**PROBLEMS TO SOLVE**
a: Answer these questions about the numbered theological opinions:
(i) Through whose merits is grace granted, according to point 4?
(ii) According to point 5, how is predestination described in Latin?
(iii) Under a command to die, what was Christ still free to choose?
b: Rewrite the stretch of the numbered theological opinions from "5. Predestination, he" through "will of God.", putting "the sacrament" in place of "baptism".
c: Carry on the numbered theological opinions from the point where the text stops.

**EXTRACT TO READ**
4. Grace is necessary for performing all good actions and overcoming temptation. By grace he understands all good impulses which efficaciously urge to right action. It may proceed from natural causes, but as these are regulated by Divine Providence, if they are so regulated as to produce efficacious good impulses, it is grace, because man does not himself merit it, and to many it is denied. It is to be considered as a gift from God, since it is granted through the merits of Christ and for a supernatural end. Hence it is called grace.
5. Predestination, he maintains, is post praevisa merita, but children who die without its being in any way whatsoever possible for them to receive baptism were not, after original sin was foreseen, included in the salvific will of God.
6. In Christology he held the following opinions: that the Adoptionists are not Nestorians; that Christ cannot be called the servant of God; that Christ was under a command to die, but that He was free to choose the circumstances of his death; that the regular or formal dignity of the priesthood of Christ will last forever, because Christ is a priest according to His substance, and this remains immutable.

**PROVIDED RECORDS**
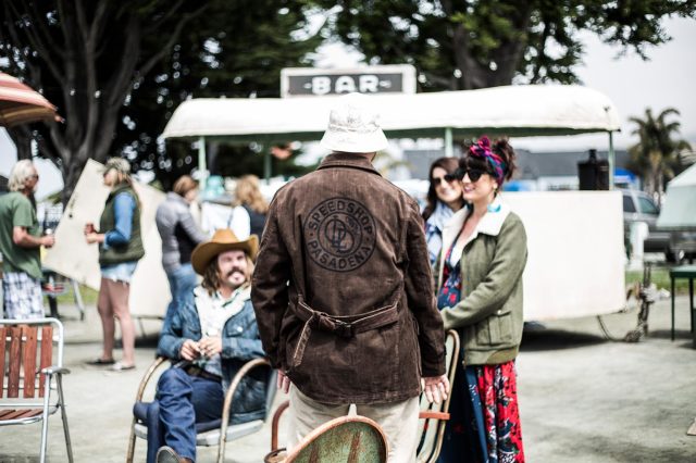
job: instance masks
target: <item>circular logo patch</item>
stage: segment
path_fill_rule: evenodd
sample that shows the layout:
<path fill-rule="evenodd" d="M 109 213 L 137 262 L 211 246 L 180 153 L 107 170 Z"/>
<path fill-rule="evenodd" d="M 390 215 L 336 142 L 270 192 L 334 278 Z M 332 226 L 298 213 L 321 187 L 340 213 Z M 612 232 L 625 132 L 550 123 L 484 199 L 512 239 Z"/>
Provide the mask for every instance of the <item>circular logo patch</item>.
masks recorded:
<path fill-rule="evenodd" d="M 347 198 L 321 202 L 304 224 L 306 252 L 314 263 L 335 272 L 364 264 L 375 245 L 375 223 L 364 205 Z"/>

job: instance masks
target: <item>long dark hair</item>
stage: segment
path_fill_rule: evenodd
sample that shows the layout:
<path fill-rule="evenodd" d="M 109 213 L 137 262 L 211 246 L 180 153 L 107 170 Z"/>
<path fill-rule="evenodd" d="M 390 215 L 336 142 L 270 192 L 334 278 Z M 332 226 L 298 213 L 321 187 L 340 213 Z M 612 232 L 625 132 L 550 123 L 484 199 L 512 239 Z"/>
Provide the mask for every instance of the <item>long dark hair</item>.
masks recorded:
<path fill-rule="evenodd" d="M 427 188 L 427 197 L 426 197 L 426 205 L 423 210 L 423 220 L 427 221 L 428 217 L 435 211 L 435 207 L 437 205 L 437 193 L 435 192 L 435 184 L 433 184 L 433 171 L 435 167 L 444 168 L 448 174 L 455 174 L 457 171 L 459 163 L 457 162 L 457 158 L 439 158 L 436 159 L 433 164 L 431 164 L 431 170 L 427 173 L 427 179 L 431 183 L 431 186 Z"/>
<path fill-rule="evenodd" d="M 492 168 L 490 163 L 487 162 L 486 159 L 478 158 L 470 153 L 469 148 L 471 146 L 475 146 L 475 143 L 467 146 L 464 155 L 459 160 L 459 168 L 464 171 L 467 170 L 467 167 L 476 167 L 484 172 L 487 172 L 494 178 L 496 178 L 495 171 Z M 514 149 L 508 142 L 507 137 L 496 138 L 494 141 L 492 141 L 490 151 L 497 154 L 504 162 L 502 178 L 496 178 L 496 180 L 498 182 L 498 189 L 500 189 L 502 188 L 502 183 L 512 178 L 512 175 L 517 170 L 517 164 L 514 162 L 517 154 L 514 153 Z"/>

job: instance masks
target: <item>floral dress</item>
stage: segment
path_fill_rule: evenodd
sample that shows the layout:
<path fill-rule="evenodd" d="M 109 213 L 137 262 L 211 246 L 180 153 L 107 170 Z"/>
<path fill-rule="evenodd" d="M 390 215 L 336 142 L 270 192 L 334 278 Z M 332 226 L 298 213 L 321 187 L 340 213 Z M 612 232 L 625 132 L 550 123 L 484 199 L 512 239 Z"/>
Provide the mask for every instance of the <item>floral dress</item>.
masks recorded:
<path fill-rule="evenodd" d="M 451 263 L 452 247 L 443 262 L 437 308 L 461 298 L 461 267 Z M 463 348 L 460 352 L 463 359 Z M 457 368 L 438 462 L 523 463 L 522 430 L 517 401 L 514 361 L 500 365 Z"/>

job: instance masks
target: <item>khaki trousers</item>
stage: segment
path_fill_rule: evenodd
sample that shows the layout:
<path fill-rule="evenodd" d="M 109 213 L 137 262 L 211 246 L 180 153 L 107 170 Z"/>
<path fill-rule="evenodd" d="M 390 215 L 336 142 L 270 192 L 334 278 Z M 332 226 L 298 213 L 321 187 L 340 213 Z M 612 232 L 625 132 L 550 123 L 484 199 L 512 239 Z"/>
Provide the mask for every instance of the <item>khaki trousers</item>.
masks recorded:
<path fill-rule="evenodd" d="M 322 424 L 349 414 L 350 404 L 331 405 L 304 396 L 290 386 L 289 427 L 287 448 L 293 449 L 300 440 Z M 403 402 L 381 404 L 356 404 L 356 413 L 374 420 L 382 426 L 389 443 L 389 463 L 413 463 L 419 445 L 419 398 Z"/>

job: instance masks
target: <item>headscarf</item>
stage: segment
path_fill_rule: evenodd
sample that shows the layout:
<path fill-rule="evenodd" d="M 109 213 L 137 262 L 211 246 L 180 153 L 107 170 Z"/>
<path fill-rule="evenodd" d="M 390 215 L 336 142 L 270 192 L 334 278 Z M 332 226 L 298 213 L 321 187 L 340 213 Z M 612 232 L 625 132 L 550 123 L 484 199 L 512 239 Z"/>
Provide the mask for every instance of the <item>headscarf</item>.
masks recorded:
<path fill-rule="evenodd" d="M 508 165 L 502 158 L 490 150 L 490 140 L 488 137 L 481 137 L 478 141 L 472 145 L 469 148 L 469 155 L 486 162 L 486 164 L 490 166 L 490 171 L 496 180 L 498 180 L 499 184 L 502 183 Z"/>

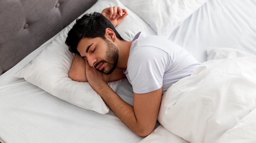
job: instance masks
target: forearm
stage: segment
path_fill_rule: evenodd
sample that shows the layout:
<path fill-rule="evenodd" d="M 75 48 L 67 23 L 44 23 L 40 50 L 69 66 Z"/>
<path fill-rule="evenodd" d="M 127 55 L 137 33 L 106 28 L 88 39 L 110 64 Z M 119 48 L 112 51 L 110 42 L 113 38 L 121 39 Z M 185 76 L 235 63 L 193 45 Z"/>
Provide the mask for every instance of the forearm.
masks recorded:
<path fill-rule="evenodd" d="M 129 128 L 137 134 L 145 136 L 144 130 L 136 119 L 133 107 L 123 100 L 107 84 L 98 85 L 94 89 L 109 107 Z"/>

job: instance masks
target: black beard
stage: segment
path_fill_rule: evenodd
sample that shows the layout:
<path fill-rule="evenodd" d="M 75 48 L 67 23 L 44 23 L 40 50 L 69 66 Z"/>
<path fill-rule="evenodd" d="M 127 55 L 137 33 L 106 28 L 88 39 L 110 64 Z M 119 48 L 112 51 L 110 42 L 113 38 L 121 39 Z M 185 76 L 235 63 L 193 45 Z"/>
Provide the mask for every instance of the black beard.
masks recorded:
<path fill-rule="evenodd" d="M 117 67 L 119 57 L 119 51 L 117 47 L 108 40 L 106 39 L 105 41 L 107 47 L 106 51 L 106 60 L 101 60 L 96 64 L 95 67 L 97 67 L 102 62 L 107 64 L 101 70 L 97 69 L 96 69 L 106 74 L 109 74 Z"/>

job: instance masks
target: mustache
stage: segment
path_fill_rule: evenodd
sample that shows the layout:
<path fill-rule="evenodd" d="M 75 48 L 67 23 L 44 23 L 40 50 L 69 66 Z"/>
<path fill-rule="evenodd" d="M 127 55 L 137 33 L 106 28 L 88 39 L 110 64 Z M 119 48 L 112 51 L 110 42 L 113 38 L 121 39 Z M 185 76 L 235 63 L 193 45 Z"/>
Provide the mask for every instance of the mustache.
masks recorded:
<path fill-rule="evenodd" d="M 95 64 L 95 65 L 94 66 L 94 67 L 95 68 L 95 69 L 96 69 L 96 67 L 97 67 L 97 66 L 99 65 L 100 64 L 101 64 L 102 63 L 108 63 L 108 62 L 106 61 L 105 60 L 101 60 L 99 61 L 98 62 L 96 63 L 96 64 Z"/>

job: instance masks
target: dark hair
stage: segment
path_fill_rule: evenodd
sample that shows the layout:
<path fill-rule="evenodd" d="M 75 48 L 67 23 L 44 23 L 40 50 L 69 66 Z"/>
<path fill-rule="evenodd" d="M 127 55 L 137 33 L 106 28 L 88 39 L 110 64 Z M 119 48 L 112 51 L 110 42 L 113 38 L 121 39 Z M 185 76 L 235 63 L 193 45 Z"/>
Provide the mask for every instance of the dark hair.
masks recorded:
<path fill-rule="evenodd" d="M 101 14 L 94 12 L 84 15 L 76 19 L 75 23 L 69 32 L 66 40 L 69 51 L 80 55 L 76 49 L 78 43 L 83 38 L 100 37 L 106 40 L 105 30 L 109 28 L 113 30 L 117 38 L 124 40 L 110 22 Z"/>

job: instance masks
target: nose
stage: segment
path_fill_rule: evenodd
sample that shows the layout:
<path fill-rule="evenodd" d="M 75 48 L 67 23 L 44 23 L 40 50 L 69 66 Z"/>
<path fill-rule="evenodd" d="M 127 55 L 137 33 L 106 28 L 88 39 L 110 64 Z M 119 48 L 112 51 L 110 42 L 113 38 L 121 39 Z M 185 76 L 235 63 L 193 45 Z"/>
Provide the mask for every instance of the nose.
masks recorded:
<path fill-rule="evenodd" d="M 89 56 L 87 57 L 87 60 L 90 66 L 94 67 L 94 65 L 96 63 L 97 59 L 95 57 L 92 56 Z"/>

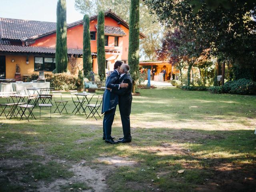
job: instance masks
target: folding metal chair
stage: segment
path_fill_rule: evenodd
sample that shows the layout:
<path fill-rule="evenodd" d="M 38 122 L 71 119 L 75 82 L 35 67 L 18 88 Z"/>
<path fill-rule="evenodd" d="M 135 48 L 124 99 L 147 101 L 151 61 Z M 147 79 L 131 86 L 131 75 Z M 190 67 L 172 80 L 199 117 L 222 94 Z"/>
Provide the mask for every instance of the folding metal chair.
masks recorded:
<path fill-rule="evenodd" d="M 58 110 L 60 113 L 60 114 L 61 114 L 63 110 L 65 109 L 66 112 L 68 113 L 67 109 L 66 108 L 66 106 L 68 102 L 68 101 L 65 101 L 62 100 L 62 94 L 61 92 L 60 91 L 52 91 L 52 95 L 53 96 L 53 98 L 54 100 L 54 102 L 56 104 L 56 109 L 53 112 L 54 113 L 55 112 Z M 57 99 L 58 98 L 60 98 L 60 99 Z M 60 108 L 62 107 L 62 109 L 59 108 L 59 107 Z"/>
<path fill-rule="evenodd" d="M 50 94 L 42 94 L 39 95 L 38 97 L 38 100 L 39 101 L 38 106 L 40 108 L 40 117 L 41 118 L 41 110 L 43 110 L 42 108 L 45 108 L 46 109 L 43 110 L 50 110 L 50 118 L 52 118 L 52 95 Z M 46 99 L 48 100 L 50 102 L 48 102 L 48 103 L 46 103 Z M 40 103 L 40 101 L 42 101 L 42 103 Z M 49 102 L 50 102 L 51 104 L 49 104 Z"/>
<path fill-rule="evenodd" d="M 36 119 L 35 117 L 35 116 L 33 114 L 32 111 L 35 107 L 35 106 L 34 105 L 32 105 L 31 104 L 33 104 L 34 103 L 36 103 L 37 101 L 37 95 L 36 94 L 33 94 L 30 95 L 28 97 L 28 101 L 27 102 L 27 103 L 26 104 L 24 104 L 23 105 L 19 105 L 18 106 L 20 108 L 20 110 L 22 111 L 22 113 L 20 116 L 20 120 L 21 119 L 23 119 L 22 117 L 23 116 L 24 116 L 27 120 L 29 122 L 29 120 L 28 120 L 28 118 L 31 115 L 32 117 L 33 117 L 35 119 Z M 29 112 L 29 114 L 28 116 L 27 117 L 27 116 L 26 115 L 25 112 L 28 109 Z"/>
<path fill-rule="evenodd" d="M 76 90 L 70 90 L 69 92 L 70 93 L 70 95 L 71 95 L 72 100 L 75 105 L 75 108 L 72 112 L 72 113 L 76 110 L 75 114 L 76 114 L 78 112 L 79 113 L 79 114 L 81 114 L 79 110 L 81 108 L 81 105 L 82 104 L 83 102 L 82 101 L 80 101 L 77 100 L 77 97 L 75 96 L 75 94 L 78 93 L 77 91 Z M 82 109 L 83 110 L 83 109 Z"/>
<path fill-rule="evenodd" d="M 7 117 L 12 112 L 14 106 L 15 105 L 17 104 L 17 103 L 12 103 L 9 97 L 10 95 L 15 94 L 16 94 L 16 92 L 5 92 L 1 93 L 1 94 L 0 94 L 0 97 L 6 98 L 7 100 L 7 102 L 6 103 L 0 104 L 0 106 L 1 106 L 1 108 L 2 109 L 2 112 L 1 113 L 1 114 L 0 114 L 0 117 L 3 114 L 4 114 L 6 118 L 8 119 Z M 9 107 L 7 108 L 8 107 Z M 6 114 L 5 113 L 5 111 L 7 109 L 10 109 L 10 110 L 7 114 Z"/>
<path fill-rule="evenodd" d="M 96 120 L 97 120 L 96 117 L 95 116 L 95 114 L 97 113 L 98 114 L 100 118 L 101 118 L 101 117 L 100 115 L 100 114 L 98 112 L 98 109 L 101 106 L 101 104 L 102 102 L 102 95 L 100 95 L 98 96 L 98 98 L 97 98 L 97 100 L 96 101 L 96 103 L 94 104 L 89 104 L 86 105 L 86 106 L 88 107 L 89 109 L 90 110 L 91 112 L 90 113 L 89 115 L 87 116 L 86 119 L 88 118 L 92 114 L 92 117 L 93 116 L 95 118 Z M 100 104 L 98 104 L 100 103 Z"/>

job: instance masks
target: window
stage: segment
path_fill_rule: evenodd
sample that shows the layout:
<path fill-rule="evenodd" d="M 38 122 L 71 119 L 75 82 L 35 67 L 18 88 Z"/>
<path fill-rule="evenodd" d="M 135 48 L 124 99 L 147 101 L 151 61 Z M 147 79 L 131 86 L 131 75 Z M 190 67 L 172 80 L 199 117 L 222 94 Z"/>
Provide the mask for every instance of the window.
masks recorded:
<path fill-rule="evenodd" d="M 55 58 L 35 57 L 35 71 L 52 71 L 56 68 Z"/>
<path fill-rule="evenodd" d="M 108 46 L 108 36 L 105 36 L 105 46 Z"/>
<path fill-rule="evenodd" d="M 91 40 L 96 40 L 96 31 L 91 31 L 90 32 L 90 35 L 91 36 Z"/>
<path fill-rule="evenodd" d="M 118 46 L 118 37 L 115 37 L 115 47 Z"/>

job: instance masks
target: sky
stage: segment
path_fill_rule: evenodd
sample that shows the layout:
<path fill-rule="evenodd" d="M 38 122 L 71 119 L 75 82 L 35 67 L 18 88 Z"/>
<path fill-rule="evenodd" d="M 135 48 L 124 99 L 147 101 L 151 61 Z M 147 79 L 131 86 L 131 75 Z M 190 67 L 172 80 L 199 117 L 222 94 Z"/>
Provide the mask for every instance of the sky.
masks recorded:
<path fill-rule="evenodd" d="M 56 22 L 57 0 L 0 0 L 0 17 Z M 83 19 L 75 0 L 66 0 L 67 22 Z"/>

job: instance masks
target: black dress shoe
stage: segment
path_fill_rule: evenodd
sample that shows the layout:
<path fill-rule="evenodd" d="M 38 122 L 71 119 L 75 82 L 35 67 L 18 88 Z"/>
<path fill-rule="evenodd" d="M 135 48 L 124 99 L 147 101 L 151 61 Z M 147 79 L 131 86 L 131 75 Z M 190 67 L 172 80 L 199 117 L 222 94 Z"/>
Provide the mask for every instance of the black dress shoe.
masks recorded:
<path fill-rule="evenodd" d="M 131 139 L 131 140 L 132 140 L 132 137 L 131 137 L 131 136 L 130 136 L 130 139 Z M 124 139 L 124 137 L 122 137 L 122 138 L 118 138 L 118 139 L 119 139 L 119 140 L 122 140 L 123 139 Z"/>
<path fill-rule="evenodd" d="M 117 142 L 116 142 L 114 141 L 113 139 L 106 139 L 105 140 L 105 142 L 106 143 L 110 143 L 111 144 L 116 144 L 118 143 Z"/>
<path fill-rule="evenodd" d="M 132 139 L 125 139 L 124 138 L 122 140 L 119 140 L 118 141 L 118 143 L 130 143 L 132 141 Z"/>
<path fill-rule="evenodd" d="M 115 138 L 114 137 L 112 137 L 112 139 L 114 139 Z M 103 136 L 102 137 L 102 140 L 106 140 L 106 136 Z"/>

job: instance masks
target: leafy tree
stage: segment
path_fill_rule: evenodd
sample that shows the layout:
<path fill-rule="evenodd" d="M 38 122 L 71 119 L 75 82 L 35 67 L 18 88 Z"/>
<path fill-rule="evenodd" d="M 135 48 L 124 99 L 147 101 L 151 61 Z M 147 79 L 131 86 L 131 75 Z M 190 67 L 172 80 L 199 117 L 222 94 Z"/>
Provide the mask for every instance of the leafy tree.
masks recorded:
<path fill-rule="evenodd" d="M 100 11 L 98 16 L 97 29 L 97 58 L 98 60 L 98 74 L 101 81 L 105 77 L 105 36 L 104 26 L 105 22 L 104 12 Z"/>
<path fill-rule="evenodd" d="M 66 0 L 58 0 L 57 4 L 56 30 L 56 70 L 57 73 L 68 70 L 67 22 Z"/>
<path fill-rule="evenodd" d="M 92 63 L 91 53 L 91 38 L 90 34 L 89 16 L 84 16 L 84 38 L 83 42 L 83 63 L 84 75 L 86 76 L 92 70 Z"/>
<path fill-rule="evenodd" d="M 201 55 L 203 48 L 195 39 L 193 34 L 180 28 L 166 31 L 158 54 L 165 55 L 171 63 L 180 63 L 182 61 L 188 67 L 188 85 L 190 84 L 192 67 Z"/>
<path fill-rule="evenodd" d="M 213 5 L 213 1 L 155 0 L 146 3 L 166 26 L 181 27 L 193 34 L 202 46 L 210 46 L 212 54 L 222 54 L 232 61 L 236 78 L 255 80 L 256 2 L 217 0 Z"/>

**PER-TASK OUTPUTS**
a:
(i) Through the merits of Christ.
(ii) Post praevisa merita.
(iii) The circumstances of his death.

b:
5. Predestination, he maintains, is post praevisa merita, but children who die without its being in any way whatsoever possible for them to receive the sacrament were not, after original sin was foreseen, included in the salvific will of God.

c:
7. The ratio formalis of the Sacrifice of the Mass lies in the mystic separation of the Body and Blood of Christ effected by the words of consecration.
8. It is probable that in the new birth of baptism the guilt of sin is not pardoned ex opere operato, but only the punishment. Since the death of Christ, baptism is for children the only means of salvation; for them martyrdom has the virtue of justification instar baptism; but in adults it justifies only on account of the act of charity.
9. Episcopal consecration does not imprint a new character, nor does it in reality extend or increase the sacerdotal character; a new and distinct power is thereby conferred, which is nothing else than the Divine appointment to a new ministry.
10. In the Sacrament of Matrimony the bodies of the contracting parties constitute the matter, and their consent, expressed verbally or by signs, the form.
11. In treating the existence of God he notes the number of atheists who lived in his time, and attributes it to the influence of Protestantism. He also mentions the political atheists who consider God and religion only as governmental expedients to hold the people in check.

==Works==
Vásquez's most important work is his commentary (Commentarii ac Disputationes) on the Summa Theologica of Thomas Aquinas (8 vols; 1598–1615), largely directed in its details against theses maintained by Suárez. His main works are:
- De cultu adorationis libri tres et disputationes duae contra errores Felicis et Elipandi, Alcalá, 1594; Mainz, 1601, 1604.
- Commentariorum ac Disputationum in (partes) S. Thomae, Alcalá, 8 vols., 1598–1615. Later abridged editions were published at Alcalá, Ingolstadt, Vienna, and more complete ones at Lyons in 1620 and Antwerp in 1621.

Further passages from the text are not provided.